◆ **What to work on**
Copy out the listing below, swapping "single point" for "single marker" wherever it occurs and leaving everything else unchanged.

Location identification entries:
________________
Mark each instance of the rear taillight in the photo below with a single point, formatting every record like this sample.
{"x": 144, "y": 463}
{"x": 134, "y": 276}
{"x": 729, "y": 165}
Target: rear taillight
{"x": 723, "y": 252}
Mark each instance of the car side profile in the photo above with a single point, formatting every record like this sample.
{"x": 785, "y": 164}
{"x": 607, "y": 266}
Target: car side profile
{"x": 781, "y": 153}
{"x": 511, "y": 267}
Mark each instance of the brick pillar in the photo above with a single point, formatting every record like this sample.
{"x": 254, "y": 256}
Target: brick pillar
________________
◆ **Expected answer**
Mark each instance of the rear taillight in the photo below with a single marker, formatting every record like this sample.
{"x": 144, "y": 463}
{"x": 134, "y": 276}
{"x": 729, "y": 165}
Target: rear taillight
{"x": 723, "y": 252}
Mark each instance of the car side profile in the photo above with a single marker, formatting every record like this sample.
{"x": 785, "y": 164}
{"x": 607, "y": 266}
Target: car side profile
{"x": 781, "y": 153}
{"x": 511, "y": 267}
Mark each instance of the brick pillar in the photo above with a single marker, formatting every record like this sample.
{"x": 254, "y": 256}
Target: brick pillar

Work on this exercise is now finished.